== Exercise prompt ==
Give the data again exactly, stopping after the "Point out the green leaf, one" line.
Start of Supplied data
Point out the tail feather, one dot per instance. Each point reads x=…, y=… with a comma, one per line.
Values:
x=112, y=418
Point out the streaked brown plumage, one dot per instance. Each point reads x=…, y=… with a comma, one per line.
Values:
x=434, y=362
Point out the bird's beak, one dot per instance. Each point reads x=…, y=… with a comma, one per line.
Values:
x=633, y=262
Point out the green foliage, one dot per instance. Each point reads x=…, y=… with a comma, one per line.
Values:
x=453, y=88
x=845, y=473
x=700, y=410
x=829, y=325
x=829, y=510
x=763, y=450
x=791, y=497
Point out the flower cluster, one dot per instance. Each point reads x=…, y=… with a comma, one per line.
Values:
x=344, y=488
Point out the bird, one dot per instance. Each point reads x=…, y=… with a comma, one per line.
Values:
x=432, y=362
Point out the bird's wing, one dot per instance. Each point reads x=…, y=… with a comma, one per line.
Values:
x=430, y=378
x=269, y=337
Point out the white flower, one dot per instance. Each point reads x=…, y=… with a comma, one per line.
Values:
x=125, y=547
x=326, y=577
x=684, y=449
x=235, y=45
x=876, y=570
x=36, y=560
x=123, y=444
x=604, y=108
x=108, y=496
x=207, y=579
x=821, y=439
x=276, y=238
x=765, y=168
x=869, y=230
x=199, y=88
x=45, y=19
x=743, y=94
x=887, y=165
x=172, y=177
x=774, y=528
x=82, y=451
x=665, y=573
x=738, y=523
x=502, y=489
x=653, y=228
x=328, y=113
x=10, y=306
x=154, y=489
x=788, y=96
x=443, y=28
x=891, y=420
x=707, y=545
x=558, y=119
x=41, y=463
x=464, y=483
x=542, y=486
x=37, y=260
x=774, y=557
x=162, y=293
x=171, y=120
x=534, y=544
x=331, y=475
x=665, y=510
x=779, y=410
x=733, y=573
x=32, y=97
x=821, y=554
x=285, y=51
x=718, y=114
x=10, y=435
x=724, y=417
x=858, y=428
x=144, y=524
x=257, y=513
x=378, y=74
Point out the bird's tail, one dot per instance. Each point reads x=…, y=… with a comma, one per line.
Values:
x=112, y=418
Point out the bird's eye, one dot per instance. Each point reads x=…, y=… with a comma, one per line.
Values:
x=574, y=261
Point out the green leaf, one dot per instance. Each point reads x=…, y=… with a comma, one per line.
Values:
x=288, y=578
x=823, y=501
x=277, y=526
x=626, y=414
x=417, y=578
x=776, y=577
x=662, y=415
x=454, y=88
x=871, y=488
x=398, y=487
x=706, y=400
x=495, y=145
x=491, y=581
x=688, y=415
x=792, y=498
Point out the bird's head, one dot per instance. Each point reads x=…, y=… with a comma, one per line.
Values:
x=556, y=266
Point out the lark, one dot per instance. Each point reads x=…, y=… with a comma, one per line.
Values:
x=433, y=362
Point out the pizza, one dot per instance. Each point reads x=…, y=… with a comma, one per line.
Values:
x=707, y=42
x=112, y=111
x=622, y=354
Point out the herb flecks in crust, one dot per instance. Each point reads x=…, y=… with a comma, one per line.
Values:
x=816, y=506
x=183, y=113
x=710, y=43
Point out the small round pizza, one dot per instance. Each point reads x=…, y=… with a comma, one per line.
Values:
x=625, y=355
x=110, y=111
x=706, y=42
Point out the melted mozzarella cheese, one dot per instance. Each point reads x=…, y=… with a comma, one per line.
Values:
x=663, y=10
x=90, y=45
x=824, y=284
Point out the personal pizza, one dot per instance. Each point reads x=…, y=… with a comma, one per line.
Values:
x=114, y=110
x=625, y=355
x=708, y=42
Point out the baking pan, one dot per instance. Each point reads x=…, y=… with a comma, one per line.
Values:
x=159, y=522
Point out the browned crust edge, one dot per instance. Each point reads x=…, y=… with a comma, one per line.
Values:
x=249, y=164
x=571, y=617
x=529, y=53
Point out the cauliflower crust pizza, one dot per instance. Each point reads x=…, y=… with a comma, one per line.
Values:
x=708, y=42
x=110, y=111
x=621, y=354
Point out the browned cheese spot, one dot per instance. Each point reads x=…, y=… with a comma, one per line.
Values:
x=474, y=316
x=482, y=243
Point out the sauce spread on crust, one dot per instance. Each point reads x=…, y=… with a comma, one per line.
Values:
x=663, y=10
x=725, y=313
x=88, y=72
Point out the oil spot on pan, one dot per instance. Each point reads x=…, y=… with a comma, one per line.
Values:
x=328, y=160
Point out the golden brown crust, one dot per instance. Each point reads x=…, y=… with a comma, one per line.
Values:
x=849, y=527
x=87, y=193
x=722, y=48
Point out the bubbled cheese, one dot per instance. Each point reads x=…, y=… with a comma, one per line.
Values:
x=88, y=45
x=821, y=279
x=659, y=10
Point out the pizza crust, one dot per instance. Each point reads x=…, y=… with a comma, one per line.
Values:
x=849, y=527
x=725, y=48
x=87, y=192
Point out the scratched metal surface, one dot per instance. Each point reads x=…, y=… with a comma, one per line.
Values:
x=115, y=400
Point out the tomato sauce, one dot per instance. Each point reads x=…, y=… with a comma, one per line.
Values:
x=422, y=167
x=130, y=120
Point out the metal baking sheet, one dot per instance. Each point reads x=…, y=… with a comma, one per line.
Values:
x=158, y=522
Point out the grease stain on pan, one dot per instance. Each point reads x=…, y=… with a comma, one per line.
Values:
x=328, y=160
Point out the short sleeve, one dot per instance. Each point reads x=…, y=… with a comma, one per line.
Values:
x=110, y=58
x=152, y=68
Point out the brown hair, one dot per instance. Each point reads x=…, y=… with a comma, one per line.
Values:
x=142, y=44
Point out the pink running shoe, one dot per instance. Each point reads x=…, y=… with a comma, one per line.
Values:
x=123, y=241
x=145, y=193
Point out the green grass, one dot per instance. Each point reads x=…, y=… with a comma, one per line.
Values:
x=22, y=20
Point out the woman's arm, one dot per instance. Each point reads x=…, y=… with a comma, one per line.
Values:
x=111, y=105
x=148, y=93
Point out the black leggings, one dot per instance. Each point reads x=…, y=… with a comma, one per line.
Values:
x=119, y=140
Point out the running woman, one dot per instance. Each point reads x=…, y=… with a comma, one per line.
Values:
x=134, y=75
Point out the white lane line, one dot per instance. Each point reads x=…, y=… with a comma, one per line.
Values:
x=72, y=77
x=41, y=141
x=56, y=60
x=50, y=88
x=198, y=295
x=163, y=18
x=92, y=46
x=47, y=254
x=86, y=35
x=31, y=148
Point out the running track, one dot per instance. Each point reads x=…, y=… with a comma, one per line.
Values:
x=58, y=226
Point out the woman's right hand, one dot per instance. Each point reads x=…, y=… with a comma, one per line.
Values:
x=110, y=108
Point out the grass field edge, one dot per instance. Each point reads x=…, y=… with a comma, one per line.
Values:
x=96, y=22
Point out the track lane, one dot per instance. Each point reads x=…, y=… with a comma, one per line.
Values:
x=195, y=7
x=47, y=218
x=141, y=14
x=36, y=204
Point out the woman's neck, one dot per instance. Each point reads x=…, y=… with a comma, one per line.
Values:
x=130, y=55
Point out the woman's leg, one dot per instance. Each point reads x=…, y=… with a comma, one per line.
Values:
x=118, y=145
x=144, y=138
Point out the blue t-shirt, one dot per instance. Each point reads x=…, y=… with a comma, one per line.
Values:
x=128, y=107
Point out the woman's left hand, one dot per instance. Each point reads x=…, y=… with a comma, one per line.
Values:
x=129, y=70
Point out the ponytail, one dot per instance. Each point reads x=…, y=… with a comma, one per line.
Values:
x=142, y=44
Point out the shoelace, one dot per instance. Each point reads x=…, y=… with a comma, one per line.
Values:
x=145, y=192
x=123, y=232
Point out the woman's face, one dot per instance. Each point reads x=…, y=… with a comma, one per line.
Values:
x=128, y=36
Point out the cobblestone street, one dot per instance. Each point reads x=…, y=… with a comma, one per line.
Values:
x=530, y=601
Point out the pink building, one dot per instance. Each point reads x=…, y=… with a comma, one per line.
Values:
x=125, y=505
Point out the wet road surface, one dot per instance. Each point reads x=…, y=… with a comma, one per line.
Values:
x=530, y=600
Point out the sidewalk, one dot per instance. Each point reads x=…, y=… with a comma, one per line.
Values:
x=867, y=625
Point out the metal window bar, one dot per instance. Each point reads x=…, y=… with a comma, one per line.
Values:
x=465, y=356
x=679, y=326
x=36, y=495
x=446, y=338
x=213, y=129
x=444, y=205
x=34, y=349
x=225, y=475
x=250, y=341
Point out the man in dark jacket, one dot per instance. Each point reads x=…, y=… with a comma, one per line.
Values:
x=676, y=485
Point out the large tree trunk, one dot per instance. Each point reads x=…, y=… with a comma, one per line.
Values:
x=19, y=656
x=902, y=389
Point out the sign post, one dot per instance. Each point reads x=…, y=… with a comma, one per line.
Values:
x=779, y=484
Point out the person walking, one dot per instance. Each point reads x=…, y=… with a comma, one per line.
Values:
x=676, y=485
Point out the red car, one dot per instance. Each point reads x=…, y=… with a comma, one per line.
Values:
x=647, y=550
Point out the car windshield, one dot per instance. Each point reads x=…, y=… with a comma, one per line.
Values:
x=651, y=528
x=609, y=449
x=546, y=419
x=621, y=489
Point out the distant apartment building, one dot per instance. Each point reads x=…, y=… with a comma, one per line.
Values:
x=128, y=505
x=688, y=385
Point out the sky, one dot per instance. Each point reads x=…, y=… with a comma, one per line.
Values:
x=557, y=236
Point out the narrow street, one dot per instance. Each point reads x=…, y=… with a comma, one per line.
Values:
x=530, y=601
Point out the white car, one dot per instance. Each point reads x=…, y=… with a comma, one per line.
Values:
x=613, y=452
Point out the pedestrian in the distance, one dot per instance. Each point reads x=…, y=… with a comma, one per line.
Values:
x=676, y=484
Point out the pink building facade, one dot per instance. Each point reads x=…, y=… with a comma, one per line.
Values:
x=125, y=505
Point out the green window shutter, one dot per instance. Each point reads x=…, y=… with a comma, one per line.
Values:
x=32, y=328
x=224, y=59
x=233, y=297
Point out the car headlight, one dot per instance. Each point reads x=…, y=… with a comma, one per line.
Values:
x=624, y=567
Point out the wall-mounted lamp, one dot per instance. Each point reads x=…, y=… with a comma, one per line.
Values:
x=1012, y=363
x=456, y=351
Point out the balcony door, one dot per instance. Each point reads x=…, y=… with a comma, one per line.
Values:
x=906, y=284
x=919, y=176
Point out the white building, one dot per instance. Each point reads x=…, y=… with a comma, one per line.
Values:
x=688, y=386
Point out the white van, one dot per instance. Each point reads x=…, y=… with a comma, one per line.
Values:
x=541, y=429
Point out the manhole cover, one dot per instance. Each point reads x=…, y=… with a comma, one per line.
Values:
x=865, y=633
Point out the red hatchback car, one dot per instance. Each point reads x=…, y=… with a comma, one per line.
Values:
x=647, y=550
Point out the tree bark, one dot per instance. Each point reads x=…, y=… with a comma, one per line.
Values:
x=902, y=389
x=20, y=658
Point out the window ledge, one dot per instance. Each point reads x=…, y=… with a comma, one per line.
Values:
End of Supplied data
== Problem solution ==
Point out the tail feather, one dot per instance. Each point reads x=…, y=… with a comma, one per line.
Values:
x=112, y=418
Point out the streaked brown plumage, one dot per instance. Each point reads x=…, y=… with a comma, one per line.
Values:
x=434, y=362
Point out the bird's beak, one dot per instance. Each point reads x=…, y=… with a comma, one per line.
Values:
x=633, y=262
Point out the green foliage, one dot per instance. Each point reads x=…, y=… with a comma, one per line.
Values:
x=453, y=88
x=845, y=473
x=700, y=410
x=829, y=325
x=829, y=510
x=763, y=450
x=791, y=497
Point out the flower cluster, one dot per instance. Each point reads x=…, y=… with a comma, one per line.
Values:
x=344, y=488
Point out the bird, one dot per instance. Each point reads x=…, y=… with a comma, one per line.
Values:
x=432, y=362
Point out the bird's wing, one dot per instance. Each point reads x=…, y=… with a comma, one per line.
Values:
x=430, y=378
x=269, y=337
Point out the white flower, one dot per instance. Each point reads x=…, y=… with a comma, one per line.
Values:
x=125, y=547
x=326, y=577
x=684, y=449
x=235, y=45
x=876, y=570
x=36, y=560
x=123, y=444
x=604, y=108
x=108, y=496
x=207, y=579
x=821, y=439
x=276, y=238
x=765, y=168
x=869, y=230
x=199, y=88
x=45, y=19
x=743, y=94
x=887, y=165
x=172, y=177
x=774, y=528
x=82, y=451
x=665, y=573
x=738, y=523
x=502, y=489
x=653, y=228
x=328, y=113
x=10, y=306
x=154, y=489
x=788, y=96
x=443, y=28
x=891, y=420
x=707, y=545
x=558, y=119
x=41, y=463
x=464, y=483
x=542, y=486
x=37, y=260
x=774, y=557
x=162, y=293
x=171, y=120
x=534, y=544
x=331, y=475
x=665, y=510
x=779, y=410
x=733, y=573
x=32, y=97
x=821, y=554
x=285, y=51
x=718, y=114
x=10, y=435
x=724, y=417
x=858, y=428
x=144, y=524
x=257, y=513
x=378, y=74
Point out the bird's tail, one dot per instance. Each point reads x=…, y=… with a comma, one per line.
Values:
x=112, y=418
Point out the bird's eye, one dot per instance. Each point reads x=…, y=… with a comma, one per line.
Values:
x=574, y=261
Point out the green leaf, one dot per instance. Each point reads x=…, y=… with a comma, one per line.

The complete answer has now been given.